夫はホテルスタッフの知り合いのタクシー運転手と話をつけました。昨日あれだけ時間と労力をかけて、バスを調べて、チケットも買ったのに、バスを降りてから数km荷物を担いで歩くのは、もう無理らしい。でも、タクシーで行くお陰で、私のスリーピングバッグ、携帯湯沸かしと、ランドリー行きの服などを持って行ってくれているので、私のバックパックはその分少し軽くなって助かりました。ありがたいことです。

 

 

今日は昨日の予習通りに、最初のスタート部分のルートが新しくなっていて、その方が景色も良く時間も短縮になるらしいので結構なことです。この新しいルートを採用するのはいいのですが、とにかく迷わないように、新しい区間が終わり、元ルートと繋がる所を再びよくよく地図を頭に入れて、7時25分、朝食のためにレストランに降りました。

 

まだ閉まっていてがっくり。7時半から朝食なのに、5分前で開いてないって、なんでやねん。(日本人思考)朝食込みなのにもったいないけど、バックパックを持って降りてきていたので、もうこのまま出発しようかと思った矢先に、スタッフが出勤してきてて、すぐに パン各種並べて用意してくれました。パウダーシュガーがかかったクリーム入りクロワッサンを選んで、おいしくいただきました。

なぜだか気がせいて、ゆっくり朝食を楽しむ心の余裕がないので、カフェを楽しむ夫に声をかけて出発しました。「いってきます!」

 

今日は4日目にして初めて1人でスタートです。日没は夜8時過ぎと遅く、1日は長いので焦る必要はないのですが、できるだけ早いうちに 今日の歩きを終えてゆっくり休みたいという思いがありました。日の出は6時前で、どうせいつもその前に起きてしまうので、朝の爽やかなうちに、さっさと出発したいのです。

 

今朝は水だけ飲みました。昨日は朝紅茶を飲んで、出発後、速攻でトイレに行きたくなって困りました。

● 課題
上の徒歩旅の日記を、最後の一文のあとから書き継いでください。

● データ行
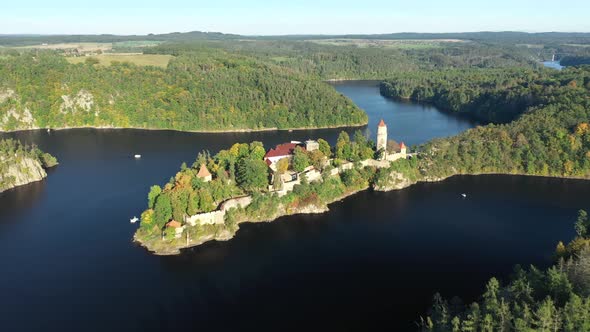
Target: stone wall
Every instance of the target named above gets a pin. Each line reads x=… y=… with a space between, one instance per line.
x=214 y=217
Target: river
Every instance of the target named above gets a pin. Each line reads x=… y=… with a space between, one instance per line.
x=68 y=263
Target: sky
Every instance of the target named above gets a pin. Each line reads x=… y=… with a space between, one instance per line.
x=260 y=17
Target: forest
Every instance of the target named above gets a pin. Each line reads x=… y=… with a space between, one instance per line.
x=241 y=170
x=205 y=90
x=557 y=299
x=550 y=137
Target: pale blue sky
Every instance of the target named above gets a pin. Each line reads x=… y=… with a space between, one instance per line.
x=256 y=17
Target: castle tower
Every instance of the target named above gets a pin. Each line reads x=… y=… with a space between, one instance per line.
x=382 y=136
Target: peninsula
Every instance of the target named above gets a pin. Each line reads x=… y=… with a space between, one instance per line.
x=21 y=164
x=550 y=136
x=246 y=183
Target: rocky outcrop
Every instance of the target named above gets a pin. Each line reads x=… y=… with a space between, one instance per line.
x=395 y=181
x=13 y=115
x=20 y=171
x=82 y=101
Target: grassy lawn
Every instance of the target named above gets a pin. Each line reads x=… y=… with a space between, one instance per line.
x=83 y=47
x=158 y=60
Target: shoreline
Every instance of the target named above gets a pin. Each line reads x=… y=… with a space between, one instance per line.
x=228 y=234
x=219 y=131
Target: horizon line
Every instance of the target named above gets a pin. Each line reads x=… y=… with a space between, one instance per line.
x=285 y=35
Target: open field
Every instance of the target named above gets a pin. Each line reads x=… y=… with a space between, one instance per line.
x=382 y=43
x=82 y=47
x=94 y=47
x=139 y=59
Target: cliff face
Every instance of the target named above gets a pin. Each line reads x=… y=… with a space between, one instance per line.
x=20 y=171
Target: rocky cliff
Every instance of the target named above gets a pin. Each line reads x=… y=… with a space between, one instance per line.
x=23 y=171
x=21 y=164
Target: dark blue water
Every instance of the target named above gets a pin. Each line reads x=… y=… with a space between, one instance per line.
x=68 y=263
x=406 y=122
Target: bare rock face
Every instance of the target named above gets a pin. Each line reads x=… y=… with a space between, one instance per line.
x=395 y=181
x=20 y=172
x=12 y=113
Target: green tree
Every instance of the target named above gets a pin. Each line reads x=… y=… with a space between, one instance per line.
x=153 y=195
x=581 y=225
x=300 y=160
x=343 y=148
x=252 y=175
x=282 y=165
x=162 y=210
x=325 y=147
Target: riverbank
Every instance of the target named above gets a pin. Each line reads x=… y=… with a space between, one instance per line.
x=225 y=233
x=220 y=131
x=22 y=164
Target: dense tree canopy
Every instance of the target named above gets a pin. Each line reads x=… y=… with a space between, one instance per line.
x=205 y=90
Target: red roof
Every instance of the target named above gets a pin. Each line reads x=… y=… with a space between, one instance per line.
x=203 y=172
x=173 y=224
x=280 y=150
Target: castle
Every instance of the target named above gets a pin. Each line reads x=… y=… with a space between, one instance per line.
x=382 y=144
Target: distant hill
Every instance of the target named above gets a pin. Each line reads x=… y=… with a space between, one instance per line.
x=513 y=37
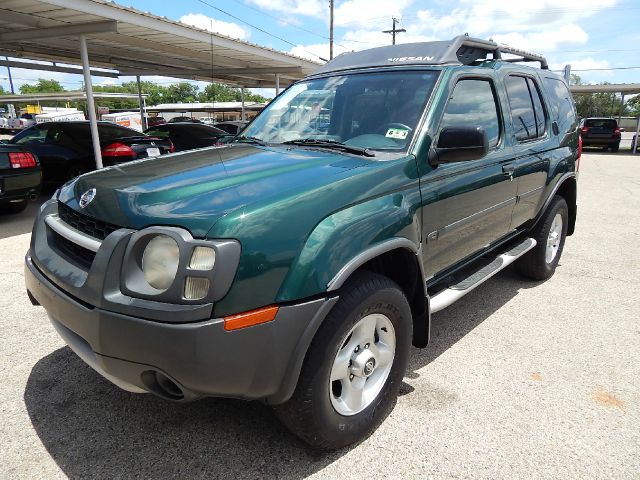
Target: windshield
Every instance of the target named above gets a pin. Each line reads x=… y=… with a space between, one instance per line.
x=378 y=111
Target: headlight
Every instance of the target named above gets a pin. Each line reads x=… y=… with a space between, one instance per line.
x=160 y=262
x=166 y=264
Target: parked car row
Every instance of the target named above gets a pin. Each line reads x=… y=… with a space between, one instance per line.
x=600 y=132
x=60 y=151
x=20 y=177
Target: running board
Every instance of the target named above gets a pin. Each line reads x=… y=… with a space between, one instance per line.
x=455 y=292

● 出力結果
頭にインプットしてい地図の画像の通りに行くと、すぐに線路を渡って町の中心外に出ました。

そこからは説明であった通り、新しい標識が頻繁にあったので、迷うことなく川沿いの畑にたどり着きました。

気分よく、迂回してあぜ道を進むのですが、雑草が腰近くまで伸びていて、かき分けて行かねばなりませんでした。もちろん、誰かが数名は通ったであろう踏みつけた跡は、申し訳程度にありましたが、雑草についている朝露がズボンに触れて、膝から下がびしょびしょになってしまいました。まあ、昨日の雨の日での泥だらけのブーツは、おかげで綺麗になったので、よしとしましょう。

背の高い雑草が密にびっしり生えていて、これ以上は進めないという所で、そこからは、畑の中のうねの間に数人の足跡が続いていました。足跡に従って、私も失礼しますと唱えながら、苗を踏まないように注意深く進みました。

 

川沿いの畑を進むと、橋が見えてきて、その橋を渡って元々のアプリの緑色のルートに合流しました。これで、今日の新しいルートの区間を無事に達成することができ、1人で鼻高々でした。

 

しばらすると、後ろから話声が近づいてきたのでM&CE夫妻かなと思って振り返ると、今までには会ったことのない人達でした。がっちりとした体格のいい若い女性の2人組でした。

1人が英語で声をかけてきました。「あなたもチテルナに行くの?私たちもよ」「じゃあね、バイバイ」みたいな簡単な挨拶をして、 彼女たちは私を追い越して行きました。

 

さらに進んで行くと、山道の入り口があったけれどアプリのルートでは、このままこの舗装道路を行くようになっていたので、この緩やかな坂道をテンポよく歩いていきました。

 

 

 

いくつかの小さな住宅街を通り過ぎました。郊外の小規模な新興住宅地でしょうか、家は新しめで、庭の花も美しく手入れされていて、住んでいる人たちの、生き生きとした日常生活の新鮮なエネルギーを感じました。幼稚園からは地元の園児たちの元気な声も聞こえてきて、若いパワー(笑)をいただける気がして嬉しくなりました。

 

イタリアの田舎、5月のとある平日に、ルーティーンをこなしている地元の人たちの間を、コンフォートゾーンから離れたアジア人冒険者(私)が1人歩いているというのが、客観的に見て、何とも言えず不思議に思われました。(私、こんな所でなにしているんだろう、みたいな)

 

 

周囲には畑があって、馬などの家畜も居て、そこを過ぎると、人々の住んでいる地域は終わり、また誰にも会わない1人の瞑想歩きが始まりました。

 

 

ちょっとずつ上り坂になってきました。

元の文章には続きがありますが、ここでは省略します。